**PROVIDED TEXT:**
----------------------------------------

Ten times (twelve if we add the references in 16:9,17) Mark’s Gospel describes the exorcisms accomplished by Jesus or his follows as “casting out (ekballein) a demon (or demons).”1 In a short note Graham Twelftree2 says that this is “the first time it [ekballein] is used in relationship to exorcism.” Matthew used similar language thirteen times and Luke used it nine times. However, this terminology does not occur in John’s Gospel (but see John 12:31), Acts or the other New Testament writings. The use of this expression is confined to Jesus’ exorcisms and those accomplished by his immediate contemporaries as narrated in the Synoptic Gospels. Is this restrictive use just accidental, due to the number and kind of Greek materials that have survived, or is this usage something that Jesus himself introduced for a specific reason?
Within the scope of its usage in the Synoptic Gospels, Mark’s narrative never has Jesus use this terminology explicitly. The closest analogy is in Mark 3:23 when Jesus responds to the Beelzebul charge by asking “How can Satan cast out (ekballein) Satan?” The other uses arise in the course of Mark’s description of actions Jesus or others do, or are questions or accusations others state to Jesus (3:22; 9:18,28). Specifically in the contexts where Jesus appoints the Twelve (3:14-15) and sends them on mission (6:7,13), Mark notes that Jesus gave them power to “cast out demons.”

----------------------------------------

**INFORMATION SUPPLIED:**
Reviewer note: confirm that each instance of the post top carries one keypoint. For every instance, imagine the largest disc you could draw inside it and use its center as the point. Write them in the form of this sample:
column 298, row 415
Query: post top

----------------------------------------

**GOAL:** In the text on the Gospel exorcism vocabulary above, why does the writer conclude that "casting out" demons is used only for the exorcisms of Jesus and his immediate contemporaries in the Synoptic Gospels? Answer in one to three sentences.

**RESULT OF THE TASK:** Mark describes exorcisms this way ten times (twelve counting 16:9,17), Matthew thirteen times, and Luke nine times. The terminology does not occur in John's Gospel, Acts, or the other New Testament writings. Its use is therefore limited to the Synoptic accounts of Jesus and those around him.